▸ **Problems to solve**:
1) Reproduce part of the Shellabarger mills passage word for word. Begin at the words "Shellabarger was progressive" and stop after "T Smith purifiers.".
2) In the Shellabarger mills passage, which purifiers was Shellabarger the first in Illinois to adopt?

[Opening Page extract section]

Shellabarger was progressive and quick to adopt new inventions with his mills for both increased productivity and safety for his employees. He bought grains from the Midwest farmers, and was the first in Illinois to adopt the roller system and the GEO T Smith purifiers.

As more farmland opened in the west, Shellabarger bought elevators and mills across Illinois and Kansas and decreased the milling of wheat to corn. By 1901, his practices produced both large milling capacities and elevator capacity for 250,000 bushels of grain and warehouses capable of storing 10,000 barrels of flour and corn products; an annual business of $2,000,000.

[Closing Page extract section]
[Opening Provided data section]

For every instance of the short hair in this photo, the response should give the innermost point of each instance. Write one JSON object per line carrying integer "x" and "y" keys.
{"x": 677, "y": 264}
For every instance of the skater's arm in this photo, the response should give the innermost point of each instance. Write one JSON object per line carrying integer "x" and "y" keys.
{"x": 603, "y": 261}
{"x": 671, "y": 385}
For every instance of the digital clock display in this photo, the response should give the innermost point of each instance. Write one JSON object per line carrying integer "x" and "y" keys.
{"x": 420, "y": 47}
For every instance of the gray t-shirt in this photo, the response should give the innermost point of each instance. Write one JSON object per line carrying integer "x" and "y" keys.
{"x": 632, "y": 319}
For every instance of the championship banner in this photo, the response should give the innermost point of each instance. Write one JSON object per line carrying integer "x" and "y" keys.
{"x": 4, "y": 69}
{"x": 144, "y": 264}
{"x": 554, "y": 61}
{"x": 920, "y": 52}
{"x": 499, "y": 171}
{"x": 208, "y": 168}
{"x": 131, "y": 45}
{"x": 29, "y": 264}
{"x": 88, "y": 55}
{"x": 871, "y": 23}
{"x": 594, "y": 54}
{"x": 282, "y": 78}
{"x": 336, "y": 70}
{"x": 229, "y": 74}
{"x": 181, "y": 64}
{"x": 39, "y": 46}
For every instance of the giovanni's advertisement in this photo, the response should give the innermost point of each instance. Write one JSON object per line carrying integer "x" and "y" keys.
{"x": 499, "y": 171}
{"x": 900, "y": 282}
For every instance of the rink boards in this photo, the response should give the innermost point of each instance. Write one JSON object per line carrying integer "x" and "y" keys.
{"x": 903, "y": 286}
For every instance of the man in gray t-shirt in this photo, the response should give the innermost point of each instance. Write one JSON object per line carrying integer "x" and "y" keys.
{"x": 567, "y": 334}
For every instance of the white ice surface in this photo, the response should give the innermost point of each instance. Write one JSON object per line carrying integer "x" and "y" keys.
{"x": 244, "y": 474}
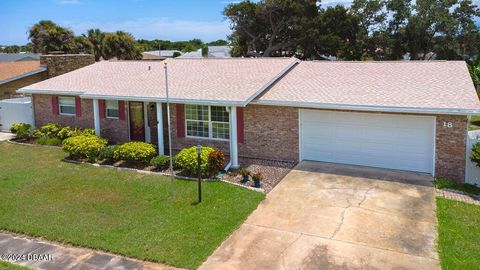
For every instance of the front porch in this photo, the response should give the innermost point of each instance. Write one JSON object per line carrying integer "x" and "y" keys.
{"x": 190, "y": 124}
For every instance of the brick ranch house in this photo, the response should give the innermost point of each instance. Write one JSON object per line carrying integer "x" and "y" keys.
{"x": 399, "y": 115}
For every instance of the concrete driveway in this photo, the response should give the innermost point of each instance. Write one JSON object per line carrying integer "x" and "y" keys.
{"x": 329, "y": 216}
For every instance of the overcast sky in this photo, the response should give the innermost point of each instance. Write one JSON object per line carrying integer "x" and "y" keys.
{"x": 145, "y": 19}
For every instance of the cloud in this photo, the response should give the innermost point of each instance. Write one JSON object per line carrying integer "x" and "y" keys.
{"x": 159, "y": 28}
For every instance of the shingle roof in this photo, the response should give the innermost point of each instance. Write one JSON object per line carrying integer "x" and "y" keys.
{"x": 419, "y": 85}
{"x": 232, "y": 81}
{"x": 10, "y": 70}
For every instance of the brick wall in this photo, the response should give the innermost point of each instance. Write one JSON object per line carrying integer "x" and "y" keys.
{"x": 450, "y": 145}
{"x": 113, "y": 129}
{"x": 63, "y": 63}
{"x": 7, "y": 90}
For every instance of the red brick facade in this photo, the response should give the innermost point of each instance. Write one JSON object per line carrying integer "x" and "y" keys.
{"x": 270, "y": 132}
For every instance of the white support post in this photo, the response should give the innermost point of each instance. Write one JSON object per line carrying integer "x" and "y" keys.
{"x": 161, "y": 148}
{"x": 233, "y": 138}
{"x": 96, "y": 117}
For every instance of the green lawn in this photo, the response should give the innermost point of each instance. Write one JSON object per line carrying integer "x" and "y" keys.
{"x": 474, "y": 122}
{"x": 10, "y": 266}
{"x": 122, "y": 212}
{"x": 459, "y": 234}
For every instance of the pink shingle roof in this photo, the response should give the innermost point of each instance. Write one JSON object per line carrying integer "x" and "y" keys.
{"x": 443, "y": 85}
{"x": 212, "y": 80}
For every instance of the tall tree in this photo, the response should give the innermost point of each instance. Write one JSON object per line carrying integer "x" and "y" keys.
{"x": 95, "y": 38}
{"x": 47, "y": 36}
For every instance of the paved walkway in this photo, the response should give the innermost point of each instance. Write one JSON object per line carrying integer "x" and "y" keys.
{"x": 327, "y": 216}
{"x": 4, "y": 136}
{"x": 456, "y": 196}
{"x": 55, "y": 256}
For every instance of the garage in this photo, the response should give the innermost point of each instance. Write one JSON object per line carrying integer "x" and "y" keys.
{"x": 393, "y": 141}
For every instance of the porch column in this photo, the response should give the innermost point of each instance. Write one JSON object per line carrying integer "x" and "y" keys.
{"x": 161, "y": 148}
{"x": 233, "y": 138}
{"x": 96, "y": 117}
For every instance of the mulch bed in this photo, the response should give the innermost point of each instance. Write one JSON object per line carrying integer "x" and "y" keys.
{"x": 272, "y": 171}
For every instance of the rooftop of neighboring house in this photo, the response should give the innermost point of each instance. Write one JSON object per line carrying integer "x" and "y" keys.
{"x": 15, "y": 57}
{"x": 10, "y": 71}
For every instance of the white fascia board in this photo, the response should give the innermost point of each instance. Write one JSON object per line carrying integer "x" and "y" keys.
{"x": 23, "y": 75}
{"x": 272, "y": 81}
{"x": 415, "y": 110}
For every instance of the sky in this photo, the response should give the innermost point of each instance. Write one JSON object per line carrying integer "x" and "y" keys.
{"x": 145, "y": 19}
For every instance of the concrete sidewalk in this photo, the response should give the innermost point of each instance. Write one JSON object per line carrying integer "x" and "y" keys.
{"x": 54, "y": 256}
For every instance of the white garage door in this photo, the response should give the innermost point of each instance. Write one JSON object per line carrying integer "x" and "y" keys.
{"x": 402, "y": 142}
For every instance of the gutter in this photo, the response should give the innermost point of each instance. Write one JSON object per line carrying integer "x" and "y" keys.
{"x": 328, "y": 106}
{"x": 23, "y": 75}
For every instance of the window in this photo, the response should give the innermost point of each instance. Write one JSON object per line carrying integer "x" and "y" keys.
{"x": 66, "y": 105}
{"x": 207, "y": 122}
{"x": 112, "y": 109}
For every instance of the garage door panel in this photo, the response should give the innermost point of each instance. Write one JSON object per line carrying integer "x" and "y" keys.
{"x": 379, "y": 140}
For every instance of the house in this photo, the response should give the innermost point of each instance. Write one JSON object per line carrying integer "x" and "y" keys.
{"x": 17, "y": 57}
{"x": 399, "y": 115}
{"x": 14, "y": 75}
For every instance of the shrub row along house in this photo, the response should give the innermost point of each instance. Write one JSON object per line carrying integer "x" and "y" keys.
{"x": 398, "y": 115}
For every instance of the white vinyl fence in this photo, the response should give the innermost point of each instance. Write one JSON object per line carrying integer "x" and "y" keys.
{"x": 15, "y": 110}
{"x": 472, "y": 174}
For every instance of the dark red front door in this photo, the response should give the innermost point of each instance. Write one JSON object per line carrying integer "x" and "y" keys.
{"x": 137, "y": 121}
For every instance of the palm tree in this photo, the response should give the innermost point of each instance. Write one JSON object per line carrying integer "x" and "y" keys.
{"x": 96, "y": 39}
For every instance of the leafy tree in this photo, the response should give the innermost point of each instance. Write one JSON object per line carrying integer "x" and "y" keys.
{"x": 95, "y": 39}
{"x": 122, "y": 46}
{"x": 47, "y": 36}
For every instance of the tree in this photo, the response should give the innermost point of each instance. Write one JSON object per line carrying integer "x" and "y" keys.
{"x": 47, "y": 36}
{"x": 122, "y": 46}
{"x": 95, "y": 39}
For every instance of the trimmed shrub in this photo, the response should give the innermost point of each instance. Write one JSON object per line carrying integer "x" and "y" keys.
{"x": 160, "y": 162}
{"x": 135, "y": 152}
{"x": 475, "y": 154}
{"x": 187, "y": 160}
{"x": 216, "y": 161}
{"x": 108, "y": 153}
{"x": 49, "y": 141}
{"x": 21, "y": 130}
{"x": 49, "y": 130}
{"x": 84, "y": 146}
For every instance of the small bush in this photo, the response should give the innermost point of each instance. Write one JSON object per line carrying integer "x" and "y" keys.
{"x": 160, "y": 162}
{"x": 135, "y": 152}
{"x": 21, "y": 130}
{"x": 84, "y": 146}
{"x": 67, "y": 132}
{"x": 187, "y": 160}
{"x": 49, "y": 141}
{"x": 49, "y": 130}
{"x": 108, "y": 153}
{"x": 216, "y": 161}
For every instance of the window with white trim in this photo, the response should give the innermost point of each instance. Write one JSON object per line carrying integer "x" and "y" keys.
{"x": 66, "y": 105}
{"x": 204, "y": 121}
{"x": 111, "y": 108}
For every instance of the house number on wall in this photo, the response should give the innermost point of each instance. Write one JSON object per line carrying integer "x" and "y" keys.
{"x": 448, "y": 124}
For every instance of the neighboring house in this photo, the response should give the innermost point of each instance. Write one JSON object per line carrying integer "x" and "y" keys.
{"x": 400, "y": 115}
{"x": 15, "y": 75}
{"x": 159, "y": 54}
{"x": 219, "y": 51}
{"x": 17, "y": 57}
{"x": 194, "y": 54}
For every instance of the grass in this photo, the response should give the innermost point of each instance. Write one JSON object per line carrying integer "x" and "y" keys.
{"x": 123, "y": 212}
{"x": 442, "y": 183}
{"x": 474, "y": 123}
{"x": 459, "y": 234}
{"x": 10, "y": 266}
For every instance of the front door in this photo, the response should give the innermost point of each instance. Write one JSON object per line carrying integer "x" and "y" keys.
{"x": 137, "y": 121}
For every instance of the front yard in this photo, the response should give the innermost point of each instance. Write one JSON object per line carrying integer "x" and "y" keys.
{"x": 458, "y": 234}
{"x": 122, "y": 212}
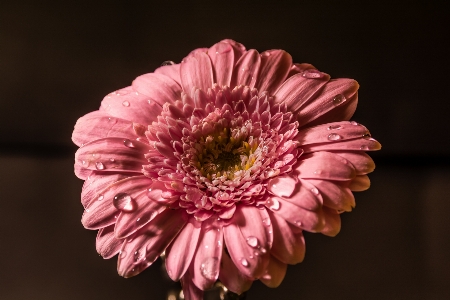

[Closing Provided data section]

▸ **Activity answers**:
1)
Shellabarger was progressive and quick to adopt new inventions with his mills for both increased productivity and safety for his employees. He bought grains from the Midwest farmers, and was the first in Illinois to adopt the roller system and the GEO T Smith purifiers.

2) The GEO T Smith purifiers.